Your task: Repeat exactly, and only, the lines from the one containing "Thank you for the photograph above. Please mark the white boat" through the end of the records.

— Begin Provided entries —

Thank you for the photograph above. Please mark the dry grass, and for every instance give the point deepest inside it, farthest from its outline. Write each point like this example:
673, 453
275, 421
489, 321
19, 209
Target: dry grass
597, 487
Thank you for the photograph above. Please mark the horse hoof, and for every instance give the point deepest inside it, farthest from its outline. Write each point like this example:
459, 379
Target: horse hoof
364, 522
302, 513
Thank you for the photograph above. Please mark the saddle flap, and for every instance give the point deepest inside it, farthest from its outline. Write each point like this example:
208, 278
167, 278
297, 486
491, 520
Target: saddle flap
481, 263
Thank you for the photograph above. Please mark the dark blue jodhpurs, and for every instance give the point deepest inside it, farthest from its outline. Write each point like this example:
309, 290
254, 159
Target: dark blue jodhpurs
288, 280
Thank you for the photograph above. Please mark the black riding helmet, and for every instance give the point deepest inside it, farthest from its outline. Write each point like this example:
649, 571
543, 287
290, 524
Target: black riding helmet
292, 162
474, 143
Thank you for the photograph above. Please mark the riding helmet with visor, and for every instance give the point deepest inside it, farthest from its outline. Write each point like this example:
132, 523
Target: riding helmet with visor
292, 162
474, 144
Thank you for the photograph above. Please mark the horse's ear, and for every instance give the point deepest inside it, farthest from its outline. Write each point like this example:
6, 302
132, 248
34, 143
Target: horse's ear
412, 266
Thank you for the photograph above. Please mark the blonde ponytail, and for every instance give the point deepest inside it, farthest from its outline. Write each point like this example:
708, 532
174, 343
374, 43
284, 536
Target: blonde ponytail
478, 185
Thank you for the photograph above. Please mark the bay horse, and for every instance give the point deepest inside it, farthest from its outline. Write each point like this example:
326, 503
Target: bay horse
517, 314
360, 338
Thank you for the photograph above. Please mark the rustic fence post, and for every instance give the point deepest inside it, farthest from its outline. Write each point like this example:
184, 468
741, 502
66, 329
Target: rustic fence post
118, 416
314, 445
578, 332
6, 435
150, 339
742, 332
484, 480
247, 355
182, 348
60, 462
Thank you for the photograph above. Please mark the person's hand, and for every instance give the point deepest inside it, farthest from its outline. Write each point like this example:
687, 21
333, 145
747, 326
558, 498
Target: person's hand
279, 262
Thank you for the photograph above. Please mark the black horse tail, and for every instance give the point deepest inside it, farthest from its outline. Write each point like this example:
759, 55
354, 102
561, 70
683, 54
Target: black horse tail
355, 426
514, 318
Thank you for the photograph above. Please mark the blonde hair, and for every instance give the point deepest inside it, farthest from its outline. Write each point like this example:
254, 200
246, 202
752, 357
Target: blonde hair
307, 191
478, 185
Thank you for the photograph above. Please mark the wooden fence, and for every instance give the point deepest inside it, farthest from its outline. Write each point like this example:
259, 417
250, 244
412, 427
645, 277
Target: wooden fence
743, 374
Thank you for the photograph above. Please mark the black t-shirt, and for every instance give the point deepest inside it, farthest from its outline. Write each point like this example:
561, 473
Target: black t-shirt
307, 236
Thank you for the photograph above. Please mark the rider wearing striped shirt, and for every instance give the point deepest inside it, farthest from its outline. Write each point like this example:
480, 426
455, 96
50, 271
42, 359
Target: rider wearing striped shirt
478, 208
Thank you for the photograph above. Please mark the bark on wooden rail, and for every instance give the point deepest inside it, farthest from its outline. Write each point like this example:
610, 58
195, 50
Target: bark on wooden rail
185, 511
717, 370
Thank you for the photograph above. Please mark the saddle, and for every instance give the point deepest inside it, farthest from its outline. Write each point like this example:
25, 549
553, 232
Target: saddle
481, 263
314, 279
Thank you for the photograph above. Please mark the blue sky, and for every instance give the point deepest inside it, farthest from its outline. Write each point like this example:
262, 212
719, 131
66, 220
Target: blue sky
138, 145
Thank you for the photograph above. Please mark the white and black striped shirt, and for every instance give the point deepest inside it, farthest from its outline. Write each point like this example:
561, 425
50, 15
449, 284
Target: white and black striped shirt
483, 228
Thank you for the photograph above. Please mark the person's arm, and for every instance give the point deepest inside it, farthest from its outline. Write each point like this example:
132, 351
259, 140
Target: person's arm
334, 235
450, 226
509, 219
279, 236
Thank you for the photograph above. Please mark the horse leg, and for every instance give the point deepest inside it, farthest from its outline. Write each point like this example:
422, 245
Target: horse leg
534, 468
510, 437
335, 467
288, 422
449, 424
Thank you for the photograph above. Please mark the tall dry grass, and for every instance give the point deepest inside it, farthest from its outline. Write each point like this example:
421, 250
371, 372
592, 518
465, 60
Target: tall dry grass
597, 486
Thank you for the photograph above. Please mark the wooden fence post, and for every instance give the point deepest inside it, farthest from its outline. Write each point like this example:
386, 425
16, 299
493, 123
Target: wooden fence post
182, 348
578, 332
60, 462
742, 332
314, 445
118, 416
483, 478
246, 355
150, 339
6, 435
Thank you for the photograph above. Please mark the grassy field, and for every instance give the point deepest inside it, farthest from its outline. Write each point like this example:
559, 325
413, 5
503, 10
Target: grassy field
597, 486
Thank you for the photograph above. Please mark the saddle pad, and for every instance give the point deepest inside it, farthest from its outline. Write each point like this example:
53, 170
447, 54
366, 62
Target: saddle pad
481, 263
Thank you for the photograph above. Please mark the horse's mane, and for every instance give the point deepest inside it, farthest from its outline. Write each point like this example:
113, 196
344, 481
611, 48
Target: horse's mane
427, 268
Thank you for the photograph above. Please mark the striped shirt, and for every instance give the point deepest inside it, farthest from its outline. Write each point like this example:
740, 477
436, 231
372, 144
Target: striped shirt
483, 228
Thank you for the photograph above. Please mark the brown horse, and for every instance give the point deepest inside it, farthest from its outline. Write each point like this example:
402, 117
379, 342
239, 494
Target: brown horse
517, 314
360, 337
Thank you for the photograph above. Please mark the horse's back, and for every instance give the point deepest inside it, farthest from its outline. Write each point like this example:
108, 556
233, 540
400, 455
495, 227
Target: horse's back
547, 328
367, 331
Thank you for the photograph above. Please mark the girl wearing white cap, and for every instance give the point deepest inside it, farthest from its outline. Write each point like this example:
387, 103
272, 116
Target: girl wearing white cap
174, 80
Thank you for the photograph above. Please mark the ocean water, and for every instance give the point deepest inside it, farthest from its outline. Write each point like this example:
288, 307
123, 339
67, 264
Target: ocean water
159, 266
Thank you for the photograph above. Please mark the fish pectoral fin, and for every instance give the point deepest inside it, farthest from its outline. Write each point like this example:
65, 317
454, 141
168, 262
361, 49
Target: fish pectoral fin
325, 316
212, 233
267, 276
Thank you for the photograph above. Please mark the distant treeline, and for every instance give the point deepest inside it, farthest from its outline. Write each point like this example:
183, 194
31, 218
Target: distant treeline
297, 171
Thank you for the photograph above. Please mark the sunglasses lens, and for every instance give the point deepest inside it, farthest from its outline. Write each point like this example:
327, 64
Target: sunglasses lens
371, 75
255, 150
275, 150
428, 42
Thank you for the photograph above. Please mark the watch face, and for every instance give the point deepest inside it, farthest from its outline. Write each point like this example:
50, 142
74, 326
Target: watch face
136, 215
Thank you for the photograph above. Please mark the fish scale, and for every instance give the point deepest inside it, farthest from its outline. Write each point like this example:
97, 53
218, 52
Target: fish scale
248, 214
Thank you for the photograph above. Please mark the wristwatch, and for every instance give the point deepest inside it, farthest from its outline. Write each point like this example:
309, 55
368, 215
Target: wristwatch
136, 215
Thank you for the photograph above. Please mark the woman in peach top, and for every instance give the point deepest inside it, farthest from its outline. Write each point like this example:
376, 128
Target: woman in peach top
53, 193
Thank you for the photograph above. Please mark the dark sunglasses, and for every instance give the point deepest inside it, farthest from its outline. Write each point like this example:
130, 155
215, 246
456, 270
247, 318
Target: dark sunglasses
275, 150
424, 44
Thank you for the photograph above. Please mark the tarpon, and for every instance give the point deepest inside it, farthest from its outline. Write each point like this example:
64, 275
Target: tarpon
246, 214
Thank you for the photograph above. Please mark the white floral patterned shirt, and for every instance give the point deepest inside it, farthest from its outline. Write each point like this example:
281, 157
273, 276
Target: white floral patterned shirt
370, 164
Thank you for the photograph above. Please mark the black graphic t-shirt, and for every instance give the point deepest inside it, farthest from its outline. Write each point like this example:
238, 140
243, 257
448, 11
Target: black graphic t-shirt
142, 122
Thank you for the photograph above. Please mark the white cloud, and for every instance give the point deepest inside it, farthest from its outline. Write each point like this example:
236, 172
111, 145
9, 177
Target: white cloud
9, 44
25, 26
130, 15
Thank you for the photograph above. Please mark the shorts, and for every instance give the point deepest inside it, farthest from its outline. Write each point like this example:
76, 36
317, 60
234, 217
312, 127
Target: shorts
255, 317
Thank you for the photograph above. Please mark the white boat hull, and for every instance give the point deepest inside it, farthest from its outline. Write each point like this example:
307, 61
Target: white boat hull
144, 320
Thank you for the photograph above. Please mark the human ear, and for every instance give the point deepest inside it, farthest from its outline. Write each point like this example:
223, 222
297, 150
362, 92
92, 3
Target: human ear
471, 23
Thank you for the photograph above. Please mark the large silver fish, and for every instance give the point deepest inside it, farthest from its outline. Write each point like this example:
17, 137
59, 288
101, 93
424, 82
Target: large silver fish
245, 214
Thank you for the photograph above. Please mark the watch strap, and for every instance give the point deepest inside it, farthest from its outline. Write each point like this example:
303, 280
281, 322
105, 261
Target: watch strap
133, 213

— End Provided entries —

Completed task:
Thank you for the photograph above. Please mark the white boat hull, and for every instance give the point deepest inside it, farthest from its outline. Write each point like this example:
307, 61
Target: white boat hull
144, 320
Thank you for the photograph above. Please mark the human ear, and for every instance give the point deepest inside it, farthest from its outline. Write each point like this example:
223, 222
297, 150
362, 92
92, 3
Target: human ear
471, 23
Thank you for the photograph above. Please mark the large silver fish, and for every instance give the point deepest inside it, farthest from its outline. Write each point like this example:
17, 137
59, 288
101, 93
424, 82
Target: large silver fish
245, 214
Thank you for the photograph above. Please mark the watch strap, and for every instance give the point deepest inside it, farthest from its outline. Write each point like this example:
303, 280
281, 322
105, 261
Target: watch strap
133, 213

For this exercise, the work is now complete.